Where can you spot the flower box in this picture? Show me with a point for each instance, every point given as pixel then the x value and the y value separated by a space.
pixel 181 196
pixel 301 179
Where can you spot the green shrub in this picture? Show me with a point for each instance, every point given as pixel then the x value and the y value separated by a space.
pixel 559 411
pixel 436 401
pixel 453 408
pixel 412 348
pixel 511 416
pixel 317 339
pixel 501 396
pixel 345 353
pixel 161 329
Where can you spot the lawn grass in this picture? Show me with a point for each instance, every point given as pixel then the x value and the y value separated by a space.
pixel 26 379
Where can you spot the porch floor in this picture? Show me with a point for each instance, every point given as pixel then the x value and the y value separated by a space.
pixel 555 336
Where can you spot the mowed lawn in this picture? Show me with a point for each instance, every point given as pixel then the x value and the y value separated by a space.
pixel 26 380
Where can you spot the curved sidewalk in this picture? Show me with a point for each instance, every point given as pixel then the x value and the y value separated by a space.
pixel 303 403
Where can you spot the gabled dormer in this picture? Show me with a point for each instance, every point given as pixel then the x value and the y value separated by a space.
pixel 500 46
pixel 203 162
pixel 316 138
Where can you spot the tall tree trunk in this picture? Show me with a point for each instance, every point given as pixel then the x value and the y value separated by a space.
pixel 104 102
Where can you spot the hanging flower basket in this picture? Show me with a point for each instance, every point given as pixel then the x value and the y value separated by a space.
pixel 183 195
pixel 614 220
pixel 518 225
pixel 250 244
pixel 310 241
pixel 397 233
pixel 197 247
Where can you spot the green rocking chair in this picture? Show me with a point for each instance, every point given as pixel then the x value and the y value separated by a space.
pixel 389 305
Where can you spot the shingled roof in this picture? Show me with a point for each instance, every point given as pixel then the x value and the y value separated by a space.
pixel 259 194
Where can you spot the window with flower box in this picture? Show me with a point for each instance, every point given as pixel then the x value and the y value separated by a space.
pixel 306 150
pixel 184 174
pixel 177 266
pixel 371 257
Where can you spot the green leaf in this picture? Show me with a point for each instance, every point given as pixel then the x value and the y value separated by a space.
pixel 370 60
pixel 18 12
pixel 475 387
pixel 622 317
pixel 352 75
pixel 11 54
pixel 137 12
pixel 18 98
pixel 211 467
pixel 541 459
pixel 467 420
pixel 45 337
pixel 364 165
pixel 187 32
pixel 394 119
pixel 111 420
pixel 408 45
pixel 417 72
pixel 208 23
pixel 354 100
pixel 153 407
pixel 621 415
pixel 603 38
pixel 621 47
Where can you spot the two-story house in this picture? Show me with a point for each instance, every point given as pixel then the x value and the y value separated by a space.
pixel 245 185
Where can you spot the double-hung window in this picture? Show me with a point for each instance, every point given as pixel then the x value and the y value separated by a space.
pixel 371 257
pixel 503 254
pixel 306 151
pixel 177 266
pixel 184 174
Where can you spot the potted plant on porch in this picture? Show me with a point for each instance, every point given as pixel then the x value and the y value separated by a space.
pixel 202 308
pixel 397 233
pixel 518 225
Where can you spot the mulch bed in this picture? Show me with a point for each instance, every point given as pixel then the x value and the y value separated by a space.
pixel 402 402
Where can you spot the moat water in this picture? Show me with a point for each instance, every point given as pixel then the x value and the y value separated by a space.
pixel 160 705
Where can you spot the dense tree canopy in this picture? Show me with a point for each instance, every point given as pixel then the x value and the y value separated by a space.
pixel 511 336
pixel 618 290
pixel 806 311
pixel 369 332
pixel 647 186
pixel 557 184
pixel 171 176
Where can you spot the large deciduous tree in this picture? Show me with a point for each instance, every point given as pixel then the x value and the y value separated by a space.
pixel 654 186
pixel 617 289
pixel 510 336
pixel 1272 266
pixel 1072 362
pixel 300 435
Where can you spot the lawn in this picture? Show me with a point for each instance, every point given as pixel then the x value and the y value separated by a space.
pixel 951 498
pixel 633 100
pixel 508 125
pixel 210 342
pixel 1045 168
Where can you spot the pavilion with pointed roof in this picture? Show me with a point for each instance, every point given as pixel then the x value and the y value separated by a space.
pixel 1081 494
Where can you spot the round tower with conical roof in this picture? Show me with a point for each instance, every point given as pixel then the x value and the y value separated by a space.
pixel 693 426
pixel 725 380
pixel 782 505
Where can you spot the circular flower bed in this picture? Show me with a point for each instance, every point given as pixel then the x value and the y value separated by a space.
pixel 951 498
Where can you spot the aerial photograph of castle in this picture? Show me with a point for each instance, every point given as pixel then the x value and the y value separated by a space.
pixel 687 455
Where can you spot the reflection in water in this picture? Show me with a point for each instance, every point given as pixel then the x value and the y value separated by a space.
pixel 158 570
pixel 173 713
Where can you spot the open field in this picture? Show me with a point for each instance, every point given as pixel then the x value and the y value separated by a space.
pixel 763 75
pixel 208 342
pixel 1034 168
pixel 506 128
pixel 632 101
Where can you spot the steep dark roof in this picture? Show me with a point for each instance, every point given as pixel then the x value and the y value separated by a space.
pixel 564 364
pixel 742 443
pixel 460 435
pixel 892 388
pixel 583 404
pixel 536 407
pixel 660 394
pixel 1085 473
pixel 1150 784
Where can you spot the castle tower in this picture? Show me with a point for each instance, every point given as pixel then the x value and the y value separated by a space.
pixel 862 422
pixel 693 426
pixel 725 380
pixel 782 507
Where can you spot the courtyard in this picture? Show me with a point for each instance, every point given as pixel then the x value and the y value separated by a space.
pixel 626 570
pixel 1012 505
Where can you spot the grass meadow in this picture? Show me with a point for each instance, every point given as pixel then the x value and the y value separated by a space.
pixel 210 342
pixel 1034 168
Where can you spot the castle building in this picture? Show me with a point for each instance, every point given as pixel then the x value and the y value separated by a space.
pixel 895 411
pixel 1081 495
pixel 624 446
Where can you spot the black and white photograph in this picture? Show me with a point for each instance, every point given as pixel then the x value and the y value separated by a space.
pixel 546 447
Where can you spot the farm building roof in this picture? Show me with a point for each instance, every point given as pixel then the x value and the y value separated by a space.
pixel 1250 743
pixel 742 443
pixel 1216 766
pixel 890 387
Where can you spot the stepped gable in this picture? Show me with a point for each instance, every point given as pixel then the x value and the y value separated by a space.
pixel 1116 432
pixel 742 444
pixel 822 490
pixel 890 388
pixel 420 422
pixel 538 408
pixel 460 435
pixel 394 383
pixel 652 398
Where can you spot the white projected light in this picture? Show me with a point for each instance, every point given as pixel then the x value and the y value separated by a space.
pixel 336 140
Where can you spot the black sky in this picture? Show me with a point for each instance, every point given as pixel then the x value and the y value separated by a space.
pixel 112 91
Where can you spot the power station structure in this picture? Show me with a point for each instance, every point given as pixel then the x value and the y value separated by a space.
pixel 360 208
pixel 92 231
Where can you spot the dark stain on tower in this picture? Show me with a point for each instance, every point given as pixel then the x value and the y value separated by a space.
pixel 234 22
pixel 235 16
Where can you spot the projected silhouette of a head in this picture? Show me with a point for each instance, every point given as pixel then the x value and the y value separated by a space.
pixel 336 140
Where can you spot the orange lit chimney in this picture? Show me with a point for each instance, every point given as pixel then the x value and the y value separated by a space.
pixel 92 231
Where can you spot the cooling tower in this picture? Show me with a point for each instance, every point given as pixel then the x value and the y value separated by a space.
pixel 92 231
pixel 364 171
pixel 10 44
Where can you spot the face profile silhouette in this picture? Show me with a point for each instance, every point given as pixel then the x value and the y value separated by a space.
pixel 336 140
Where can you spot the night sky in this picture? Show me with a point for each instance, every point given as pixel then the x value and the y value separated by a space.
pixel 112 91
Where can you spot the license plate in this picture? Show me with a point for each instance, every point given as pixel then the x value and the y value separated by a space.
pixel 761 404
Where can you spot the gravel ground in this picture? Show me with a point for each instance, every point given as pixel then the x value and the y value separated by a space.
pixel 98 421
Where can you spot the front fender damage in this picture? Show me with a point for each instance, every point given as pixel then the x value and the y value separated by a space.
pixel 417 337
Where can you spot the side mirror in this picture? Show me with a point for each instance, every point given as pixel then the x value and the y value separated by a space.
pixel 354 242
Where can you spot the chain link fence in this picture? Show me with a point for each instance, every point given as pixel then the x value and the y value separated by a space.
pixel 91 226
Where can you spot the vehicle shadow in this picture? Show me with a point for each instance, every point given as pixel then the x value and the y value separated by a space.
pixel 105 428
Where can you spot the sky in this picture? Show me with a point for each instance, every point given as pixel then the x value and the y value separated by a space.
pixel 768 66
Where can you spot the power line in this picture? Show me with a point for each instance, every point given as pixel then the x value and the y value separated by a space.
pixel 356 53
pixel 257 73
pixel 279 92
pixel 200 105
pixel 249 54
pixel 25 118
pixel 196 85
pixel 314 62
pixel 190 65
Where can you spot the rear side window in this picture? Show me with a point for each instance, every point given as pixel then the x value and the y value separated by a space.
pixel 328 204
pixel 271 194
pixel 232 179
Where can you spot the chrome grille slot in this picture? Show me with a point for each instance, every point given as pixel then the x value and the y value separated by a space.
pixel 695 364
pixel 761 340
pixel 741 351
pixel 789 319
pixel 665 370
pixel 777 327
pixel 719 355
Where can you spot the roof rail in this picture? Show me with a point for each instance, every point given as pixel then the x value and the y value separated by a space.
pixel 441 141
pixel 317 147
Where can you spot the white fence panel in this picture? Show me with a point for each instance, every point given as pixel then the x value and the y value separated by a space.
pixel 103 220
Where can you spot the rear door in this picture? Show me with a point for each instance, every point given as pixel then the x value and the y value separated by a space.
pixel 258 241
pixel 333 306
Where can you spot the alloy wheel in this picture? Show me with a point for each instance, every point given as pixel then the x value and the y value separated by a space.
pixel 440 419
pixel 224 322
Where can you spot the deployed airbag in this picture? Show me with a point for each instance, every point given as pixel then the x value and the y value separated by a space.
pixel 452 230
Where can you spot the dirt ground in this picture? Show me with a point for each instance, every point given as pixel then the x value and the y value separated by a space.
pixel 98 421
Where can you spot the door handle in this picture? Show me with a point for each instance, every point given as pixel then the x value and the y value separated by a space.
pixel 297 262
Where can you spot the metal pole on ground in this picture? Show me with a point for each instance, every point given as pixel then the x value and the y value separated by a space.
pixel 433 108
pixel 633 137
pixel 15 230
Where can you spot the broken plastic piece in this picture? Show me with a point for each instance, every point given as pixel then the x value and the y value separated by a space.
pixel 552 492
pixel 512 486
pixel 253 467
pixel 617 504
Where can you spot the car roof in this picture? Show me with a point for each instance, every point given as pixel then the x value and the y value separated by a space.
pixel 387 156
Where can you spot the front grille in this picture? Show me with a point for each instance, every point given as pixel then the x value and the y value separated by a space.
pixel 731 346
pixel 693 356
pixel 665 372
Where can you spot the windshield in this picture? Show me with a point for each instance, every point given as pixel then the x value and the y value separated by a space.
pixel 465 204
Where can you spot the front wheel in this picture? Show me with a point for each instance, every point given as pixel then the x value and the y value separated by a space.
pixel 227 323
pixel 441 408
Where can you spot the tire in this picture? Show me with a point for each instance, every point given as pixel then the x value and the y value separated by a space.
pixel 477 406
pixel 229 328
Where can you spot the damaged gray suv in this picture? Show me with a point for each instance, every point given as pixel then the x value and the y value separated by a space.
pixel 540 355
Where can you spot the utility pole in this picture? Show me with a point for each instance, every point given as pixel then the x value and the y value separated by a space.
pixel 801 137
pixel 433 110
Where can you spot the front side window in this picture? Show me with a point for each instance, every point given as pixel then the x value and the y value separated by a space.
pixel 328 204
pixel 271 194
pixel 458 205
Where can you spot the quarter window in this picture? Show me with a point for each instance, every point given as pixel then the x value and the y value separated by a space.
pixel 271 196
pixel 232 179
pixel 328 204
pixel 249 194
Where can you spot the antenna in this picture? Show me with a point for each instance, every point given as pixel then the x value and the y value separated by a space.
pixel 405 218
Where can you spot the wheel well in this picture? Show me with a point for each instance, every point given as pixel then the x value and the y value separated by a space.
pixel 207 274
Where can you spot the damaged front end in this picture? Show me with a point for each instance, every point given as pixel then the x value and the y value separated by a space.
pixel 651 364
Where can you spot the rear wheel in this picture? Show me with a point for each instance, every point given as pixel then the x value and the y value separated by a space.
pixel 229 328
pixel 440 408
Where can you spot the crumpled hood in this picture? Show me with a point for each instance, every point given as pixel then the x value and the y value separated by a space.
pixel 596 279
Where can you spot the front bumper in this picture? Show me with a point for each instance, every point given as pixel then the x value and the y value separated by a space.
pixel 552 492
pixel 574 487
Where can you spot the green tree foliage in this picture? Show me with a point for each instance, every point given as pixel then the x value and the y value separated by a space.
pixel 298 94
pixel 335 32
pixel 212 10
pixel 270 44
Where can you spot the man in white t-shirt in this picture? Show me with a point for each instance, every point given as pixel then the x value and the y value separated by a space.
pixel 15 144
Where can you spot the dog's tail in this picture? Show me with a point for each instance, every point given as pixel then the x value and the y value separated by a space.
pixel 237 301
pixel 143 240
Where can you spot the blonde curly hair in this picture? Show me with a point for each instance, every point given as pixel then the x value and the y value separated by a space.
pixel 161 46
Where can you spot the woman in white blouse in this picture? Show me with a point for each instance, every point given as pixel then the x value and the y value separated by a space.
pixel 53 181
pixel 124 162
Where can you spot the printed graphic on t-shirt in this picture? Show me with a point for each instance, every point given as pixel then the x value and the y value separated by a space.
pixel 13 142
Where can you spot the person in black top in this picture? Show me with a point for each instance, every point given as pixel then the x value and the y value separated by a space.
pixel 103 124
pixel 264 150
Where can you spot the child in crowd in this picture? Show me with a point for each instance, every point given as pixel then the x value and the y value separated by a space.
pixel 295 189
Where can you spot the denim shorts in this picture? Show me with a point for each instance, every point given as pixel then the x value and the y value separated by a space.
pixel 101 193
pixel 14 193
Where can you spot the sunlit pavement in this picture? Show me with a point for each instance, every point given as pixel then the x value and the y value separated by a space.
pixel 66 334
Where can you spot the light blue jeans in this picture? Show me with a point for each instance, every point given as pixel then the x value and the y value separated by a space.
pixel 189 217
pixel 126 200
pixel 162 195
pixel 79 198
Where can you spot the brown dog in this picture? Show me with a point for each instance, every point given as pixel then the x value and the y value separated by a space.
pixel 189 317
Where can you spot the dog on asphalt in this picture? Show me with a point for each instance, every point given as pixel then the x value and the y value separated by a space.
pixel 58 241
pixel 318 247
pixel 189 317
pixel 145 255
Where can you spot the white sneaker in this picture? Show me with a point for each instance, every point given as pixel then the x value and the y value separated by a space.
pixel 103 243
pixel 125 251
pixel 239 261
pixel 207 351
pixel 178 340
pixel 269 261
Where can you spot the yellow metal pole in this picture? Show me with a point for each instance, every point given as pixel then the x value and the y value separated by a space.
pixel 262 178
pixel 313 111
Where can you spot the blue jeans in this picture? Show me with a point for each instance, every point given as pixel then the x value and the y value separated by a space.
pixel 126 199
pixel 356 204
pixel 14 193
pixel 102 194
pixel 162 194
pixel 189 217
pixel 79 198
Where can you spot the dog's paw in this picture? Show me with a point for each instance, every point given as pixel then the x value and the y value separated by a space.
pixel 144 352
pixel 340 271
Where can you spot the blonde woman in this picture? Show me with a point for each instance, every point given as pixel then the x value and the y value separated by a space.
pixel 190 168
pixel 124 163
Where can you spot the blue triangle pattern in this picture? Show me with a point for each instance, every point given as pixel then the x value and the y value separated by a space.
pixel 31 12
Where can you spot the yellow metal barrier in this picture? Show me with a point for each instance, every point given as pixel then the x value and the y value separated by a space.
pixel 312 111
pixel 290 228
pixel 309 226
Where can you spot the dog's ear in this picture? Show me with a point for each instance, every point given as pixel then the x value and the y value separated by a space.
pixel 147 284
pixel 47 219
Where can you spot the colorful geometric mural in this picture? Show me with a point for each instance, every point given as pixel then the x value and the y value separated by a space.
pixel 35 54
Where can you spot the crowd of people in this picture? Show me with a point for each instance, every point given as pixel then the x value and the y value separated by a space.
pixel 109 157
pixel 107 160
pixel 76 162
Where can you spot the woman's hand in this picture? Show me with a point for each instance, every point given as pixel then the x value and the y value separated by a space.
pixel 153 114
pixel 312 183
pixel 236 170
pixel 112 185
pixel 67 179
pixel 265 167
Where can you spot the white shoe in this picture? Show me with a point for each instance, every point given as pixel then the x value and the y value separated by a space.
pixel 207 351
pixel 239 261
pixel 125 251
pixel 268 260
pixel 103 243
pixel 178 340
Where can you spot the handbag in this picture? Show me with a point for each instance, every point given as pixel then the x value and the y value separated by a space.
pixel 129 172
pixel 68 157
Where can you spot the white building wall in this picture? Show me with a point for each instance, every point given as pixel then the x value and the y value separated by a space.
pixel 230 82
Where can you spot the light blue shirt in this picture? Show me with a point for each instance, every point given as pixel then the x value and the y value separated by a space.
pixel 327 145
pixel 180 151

┄┄┄┄┄┄┄┄┄┄┄┄┄┄┄┄┄┄┄┄

The required output is each line from the one with "Where can you spot the white shoe" through the end of the material above, repeated exactly with both ends included.

Where can you spot the white shoe in this picture? Show me with a point for each instance, every point given as pixel then the x value and the y value separated by a space.
pixel 207 351
pixel 239 261
pixel 125 251
pixel 268 260
pixel 103 243
pixel 178 340
Where can you spot the handbag in this picture? Show me with a point for each instance, every point given as pixel then the x value and the y value separated by a space.
pixel 129 172
pixel 68 157
Where can you spot the white building wall in this picture? Show me with a point for each instance, every point given as pixel then the x value and the y value separated by a space.
pixel 230 82
Where can you spot the light blue shirt in this picture? Show me with a point for each instance, every point given as pixel then the x value and the y value separated by a space.
pixel 327 145
pixel 180 151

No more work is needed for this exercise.